## ABOUT THIS EXERCISE
Leave the pictures out. Return all other data exactly.

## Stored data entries
------------

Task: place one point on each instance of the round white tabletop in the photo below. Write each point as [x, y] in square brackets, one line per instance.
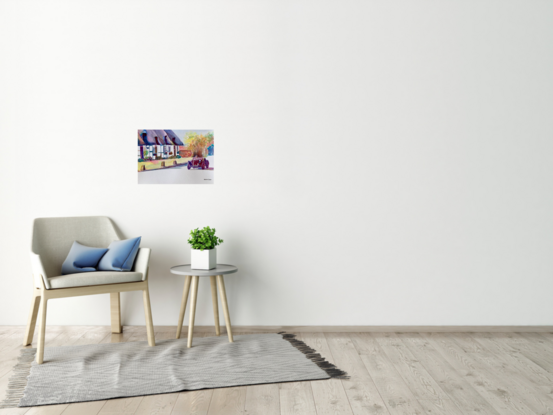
[221, 269]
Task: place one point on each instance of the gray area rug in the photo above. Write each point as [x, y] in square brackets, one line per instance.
[106, 371]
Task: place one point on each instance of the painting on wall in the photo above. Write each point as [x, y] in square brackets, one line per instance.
[176, 156]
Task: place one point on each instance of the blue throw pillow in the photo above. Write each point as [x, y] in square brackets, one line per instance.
[82, 258]
[120, 255]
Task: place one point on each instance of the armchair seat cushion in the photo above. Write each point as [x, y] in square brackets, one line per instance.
[93, 278]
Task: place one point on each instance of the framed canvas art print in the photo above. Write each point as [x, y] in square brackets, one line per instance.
[176, 156]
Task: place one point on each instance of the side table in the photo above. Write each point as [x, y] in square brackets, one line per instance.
[193, 277]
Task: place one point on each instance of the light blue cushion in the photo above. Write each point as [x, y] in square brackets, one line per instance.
[120, 255]
[82, 258]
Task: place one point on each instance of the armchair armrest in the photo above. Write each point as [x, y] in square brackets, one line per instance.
[39, 274]
[142, 261]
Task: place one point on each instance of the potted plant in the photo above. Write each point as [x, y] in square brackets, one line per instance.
[203, 243]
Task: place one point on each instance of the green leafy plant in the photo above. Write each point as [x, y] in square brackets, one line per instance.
[204, 238]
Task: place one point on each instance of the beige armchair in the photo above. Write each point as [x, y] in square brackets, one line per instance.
[51, 242]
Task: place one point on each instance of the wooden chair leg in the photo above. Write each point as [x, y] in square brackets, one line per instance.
[183, 304]
[149, 321]
[31, 324]
[223, 293]
[193, 298]
[42, 330]
[215, 304]
[115, 305]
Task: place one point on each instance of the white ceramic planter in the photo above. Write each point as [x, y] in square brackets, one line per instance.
[206, 259]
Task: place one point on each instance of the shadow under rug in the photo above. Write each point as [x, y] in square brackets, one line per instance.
[106, 371]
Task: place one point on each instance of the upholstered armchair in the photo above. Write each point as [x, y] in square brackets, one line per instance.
[51, 242]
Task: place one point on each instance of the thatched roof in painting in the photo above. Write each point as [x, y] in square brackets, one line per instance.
[167, 137]
[174, 138]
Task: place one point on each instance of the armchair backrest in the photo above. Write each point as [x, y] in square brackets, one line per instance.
[53, 237]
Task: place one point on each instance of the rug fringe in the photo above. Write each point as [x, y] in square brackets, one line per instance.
[18, 381]
[330, 369]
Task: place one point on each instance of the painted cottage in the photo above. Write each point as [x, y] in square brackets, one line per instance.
[158, 144]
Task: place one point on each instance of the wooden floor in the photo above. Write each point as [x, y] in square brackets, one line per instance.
[391, 373]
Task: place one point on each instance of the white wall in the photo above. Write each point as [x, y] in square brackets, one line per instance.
[378, 162]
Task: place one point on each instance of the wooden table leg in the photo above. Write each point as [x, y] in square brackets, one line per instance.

------------

## SOLUTION TO THE PROBLEM
Task: place one point on each instance of the round white tabletop in the photo below. Write each point as [x, y] in square brackets, one line per instance.
[221, 269]
Task: place one point on each instance of the gray area rug in the photo above. Write each point as [x, y] in square brackets, one line per instance.
[106, 371]
Task: place one point on each instance of the painting on wall in the photo above. Write each point as [x, y] in square brackets, one line per instance.
[176, 156]
Task: place one point on each instance of the blue throw pillow in the photo above. Write each point as [x, y] in square brackets, one line per instance.
[82, 258]
[120, 255]
Task: place one point on each instance of the armchair seat cushion in the photo above. Write each point as [x, y] in square brackets, one line per instance.
[93, 278]
Task: place one point on each instance of the framed canvas art print in the photo above. Write each point as [x, y] in square brackets, one line per instance.
[176, 156]
Task: place one point on each instance of the side table in the photo above. Write each point as [x, y] in square brackets, one line per instance.
[193, 277]
Task: place one point on each instance of the light blue cushion in the photo above. Write each point as [x, y] in square brackets, one line per instance.
[120, 255]
[82, 258]
Task: place one point on each instance of the armchair armrest in the photo above. Write each point as [x, y] in square brackets, one line per instance.
[39, 274]
[142, 261]
Task: place one point on each instance of the potted plant in the photo above. Write each point as [x, y] in square brackets, one line per instance.
[203, 243]
Task: place one point on each instance of the green leafy plant in the photo above. Write each point as [x, y] in square brackets, one line per instance.
[204, 238]
Task: place one point on each instance of the beige armchair in the photo above. Write each point as [x, y] in square brackets, one line per instance.
[51, 242]
Task: place one point on each instance of the wooden chair leg in the photo above. Write each point as [x, y] in square brackets, one line per instance.
[183, 304]
[149, 321]
[31, 324]
[223, 293]
[193, 298]
[42, 330]
[215, 304]
[115, 305]
Task: place one point on each instance of the white ceramic planter in the photo above. Write each point as [x, y] in square brackets, one line per instance.
[206, 259]
Task: place one point on each instance of the shadow under rug in the photo above. Write each point as [x, y] in square brackets, one line per instance.
[106, 371]
Task: place one point on each instance of the upholstered armchair in the photo above. Write each point as [x, y] in square brackets, one line per instance.
[51, 242]
Task: place one point on each instance of the thatched roof in painting in the photo above. Write each point as [x, y] in square brackets, one line per instance.
[167, 137]
[174, 138]
Task: place one point on each instance of the armchair backrest in the photo above. Write each point as [x, y] in square brackets, one line per instance.
[53, 237]
Task: place one point on each instance of the rug fringe in the photo above. Write each point as [x, y] in square brackets, one line per instance.
[18, 381]
[330, 369]
Task: place one point on each instance of the painted cottage in the photo above. Write each point as [x, y] in square brackets, one line per instance.
[158, 144]
Task: place one point on each instance of the wooden floor in the photo above. Write each point as [x, y] in square brackets, one line per instance.
[391, 373]
Task: place one point on each instance of the white wall in the photo above. Write each point as [x, y] in square brackets, one line per instance.
[378, 162]
Task: place one point on each instance of the wooden table leg in the photo above. Write each point as [x, y] in square brackets, one line per instance.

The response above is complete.